>> start EXERCISE MATERIAL

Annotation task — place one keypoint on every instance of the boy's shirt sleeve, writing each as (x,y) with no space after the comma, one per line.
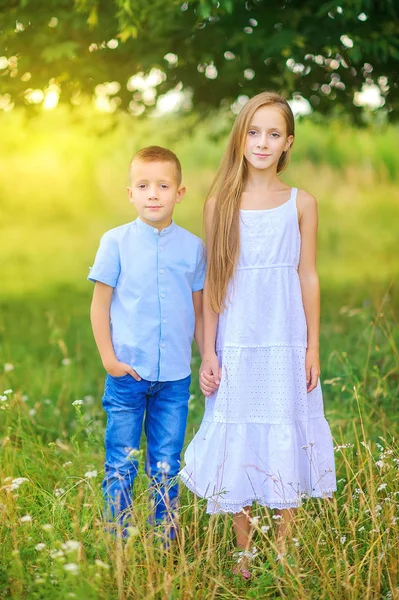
(199,275)
(106,266)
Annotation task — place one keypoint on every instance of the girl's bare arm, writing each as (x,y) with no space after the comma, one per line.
(308,221)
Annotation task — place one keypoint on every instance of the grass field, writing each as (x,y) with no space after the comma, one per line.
(62,182)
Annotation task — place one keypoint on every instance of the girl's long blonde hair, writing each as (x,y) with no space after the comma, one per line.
(226,193)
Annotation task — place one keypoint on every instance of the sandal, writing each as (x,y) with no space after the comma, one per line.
(244,557)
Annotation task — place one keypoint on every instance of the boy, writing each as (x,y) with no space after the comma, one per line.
(146,307)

>> end EXERCISE MATERIAL

DIRECTIONS: Rewrite everything from the line containing "the boy, writing" through the last line, inclusive, as a two-column CSV headed instruction and keypoints. Each row should hold one line and its answer. Put every value in double quotes, and turn any line breaks inside a value into spaces.

TASK ANSWER:
instruction,keypoints
"Annotation task — place one keypoint on every instance of the boy, writing each as (x,y) with no space after the comma, one per line.","(146,307)"